Written exercise => List each line of the records below that contains the string "maroon", copying every such line in full. The match is case-sensitive.

Data supplied =>

__________________________________________________

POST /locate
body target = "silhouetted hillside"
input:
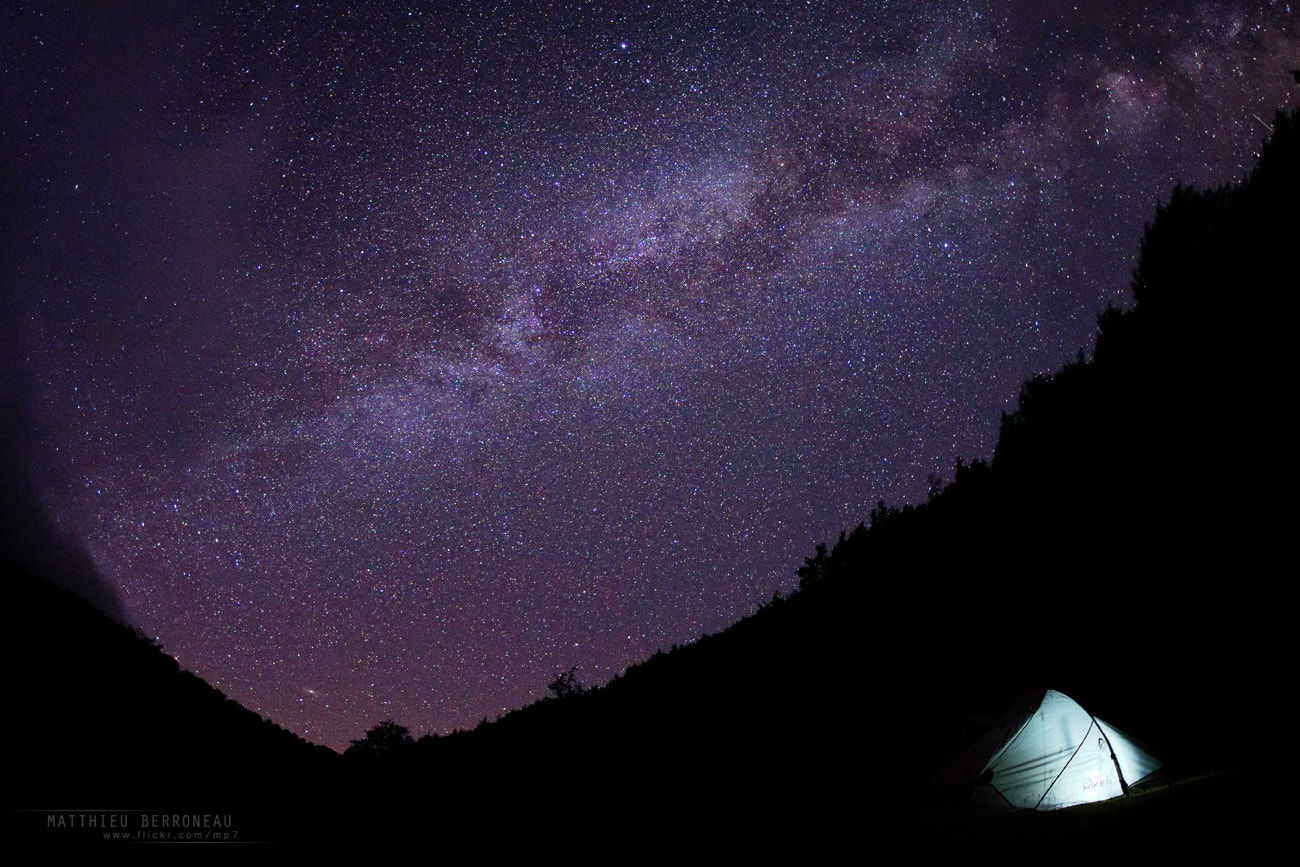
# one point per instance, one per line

__________________________________________________

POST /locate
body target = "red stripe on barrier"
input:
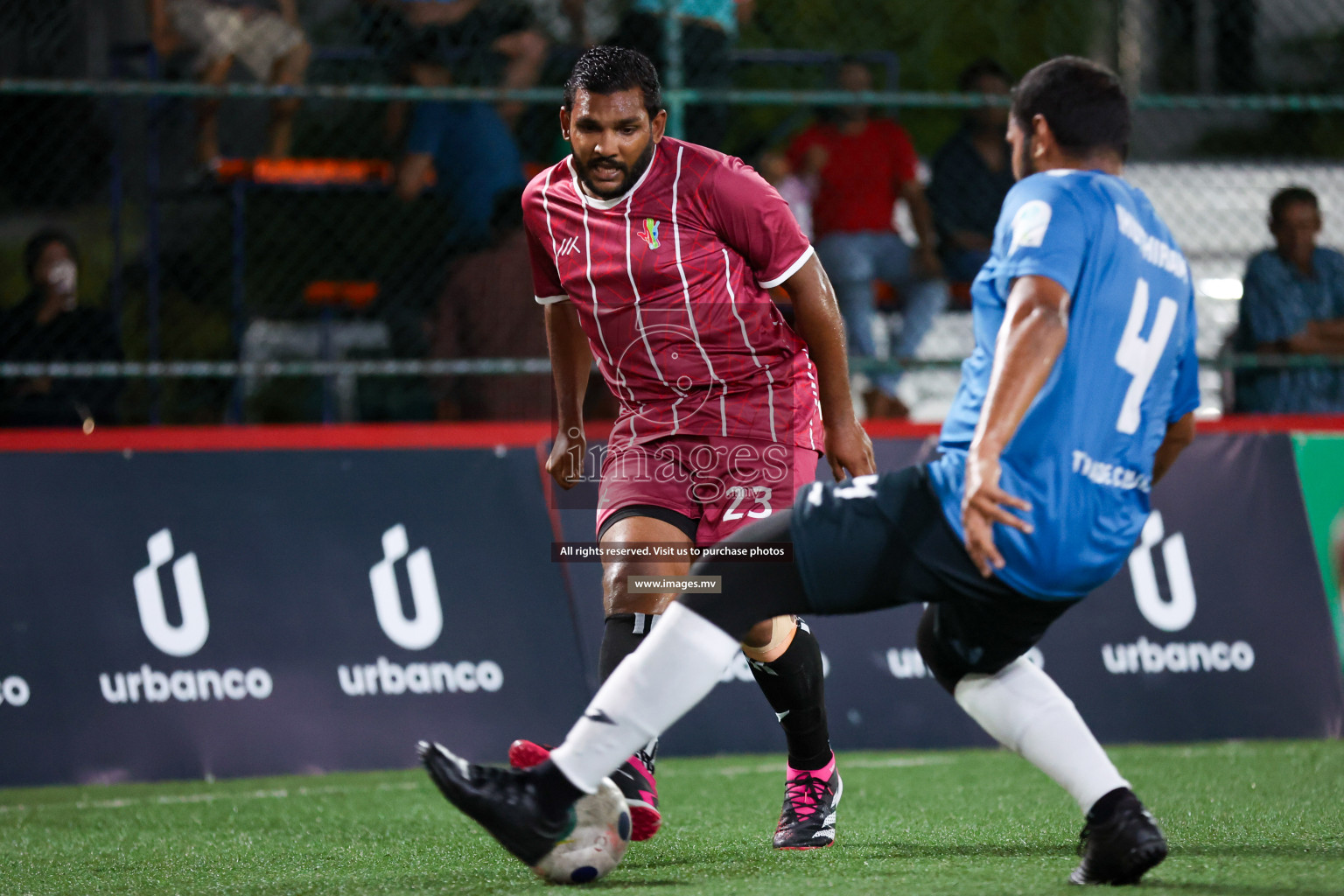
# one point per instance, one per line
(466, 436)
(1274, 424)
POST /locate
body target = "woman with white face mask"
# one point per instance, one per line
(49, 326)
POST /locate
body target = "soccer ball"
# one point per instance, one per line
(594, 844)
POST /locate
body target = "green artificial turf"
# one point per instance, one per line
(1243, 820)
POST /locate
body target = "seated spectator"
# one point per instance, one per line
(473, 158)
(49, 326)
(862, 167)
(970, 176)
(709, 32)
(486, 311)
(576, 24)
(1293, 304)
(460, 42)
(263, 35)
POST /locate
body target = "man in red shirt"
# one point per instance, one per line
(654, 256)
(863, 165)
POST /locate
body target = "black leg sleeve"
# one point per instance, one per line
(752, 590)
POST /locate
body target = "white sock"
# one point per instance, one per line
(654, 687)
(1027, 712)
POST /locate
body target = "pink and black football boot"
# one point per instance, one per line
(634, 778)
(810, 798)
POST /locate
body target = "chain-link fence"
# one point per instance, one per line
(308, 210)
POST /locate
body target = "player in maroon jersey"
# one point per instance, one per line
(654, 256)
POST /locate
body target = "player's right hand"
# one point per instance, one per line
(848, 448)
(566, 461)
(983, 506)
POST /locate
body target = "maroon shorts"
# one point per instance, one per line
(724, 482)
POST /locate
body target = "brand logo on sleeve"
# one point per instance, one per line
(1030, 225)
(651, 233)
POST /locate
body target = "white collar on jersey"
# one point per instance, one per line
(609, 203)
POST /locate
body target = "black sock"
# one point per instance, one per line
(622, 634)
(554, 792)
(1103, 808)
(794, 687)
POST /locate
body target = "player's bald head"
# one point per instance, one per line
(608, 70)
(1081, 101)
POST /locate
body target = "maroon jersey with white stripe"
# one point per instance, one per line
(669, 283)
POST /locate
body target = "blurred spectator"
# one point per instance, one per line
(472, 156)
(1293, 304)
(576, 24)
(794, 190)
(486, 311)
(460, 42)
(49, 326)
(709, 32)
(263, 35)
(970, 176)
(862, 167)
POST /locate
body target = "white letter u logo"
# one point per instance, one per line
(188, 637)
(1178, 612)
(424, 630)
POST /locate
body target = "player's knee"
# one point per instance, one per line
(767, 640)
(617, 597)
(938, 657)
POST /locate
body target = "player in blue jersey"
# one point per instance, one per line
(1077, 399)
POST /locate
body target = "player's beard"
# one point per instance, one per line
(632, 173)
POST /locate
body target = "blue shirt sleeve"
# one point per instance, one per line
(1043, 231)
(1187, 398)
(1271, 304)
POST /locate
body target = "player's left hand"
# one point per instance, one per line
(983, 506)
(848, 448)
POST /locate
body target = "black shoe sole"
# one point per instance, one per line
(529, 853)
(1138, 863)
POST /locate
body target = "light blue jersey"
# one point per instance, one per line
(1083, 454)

__________________________________________________

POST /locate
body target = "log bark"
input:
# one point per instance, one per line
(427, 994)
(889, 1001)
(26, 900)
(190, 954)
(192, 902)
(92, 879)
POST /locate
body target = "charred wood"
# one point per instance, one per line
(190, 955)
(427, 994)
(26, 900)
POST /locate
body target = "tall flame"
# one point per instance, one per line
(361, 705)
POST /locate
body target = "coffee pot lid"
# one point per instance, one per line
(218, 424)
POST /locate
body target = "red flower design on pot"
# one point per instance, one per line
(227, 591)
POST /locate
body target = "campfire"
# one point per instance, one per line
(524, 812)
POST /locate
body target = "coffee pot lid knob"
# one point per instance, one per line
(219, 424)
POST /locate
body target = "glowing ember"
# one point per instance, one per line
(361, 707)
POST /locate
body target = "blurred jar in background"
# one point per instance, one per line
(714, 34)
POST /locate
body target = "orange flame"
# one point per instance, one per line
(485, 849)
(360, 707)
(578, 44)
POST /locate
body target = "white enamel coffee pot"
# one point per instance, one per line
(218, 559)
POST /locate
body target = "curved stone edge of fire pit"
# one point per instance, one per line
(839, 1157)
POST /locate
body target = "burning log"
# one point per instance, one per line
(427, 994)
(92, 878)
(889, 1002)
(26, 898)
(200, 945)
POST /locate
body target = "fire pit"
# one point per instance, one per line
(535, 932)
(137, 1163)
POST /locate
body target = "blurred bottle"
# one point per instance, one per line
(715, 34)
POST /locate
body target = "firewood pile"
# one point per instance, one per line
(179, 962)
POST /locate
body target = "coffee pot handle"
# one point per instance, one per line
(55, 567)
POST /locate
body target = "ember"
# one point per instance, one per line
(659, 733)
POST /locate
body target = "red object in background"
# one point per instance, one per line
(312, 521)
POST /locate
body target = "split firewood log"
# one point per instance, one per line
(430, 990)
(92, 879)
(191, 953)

__________________________________________________

Reply to the task =>
body target = "player in maroon jersey"
body target = "maroon shorts"
body target = "maroon jersey with white stripe"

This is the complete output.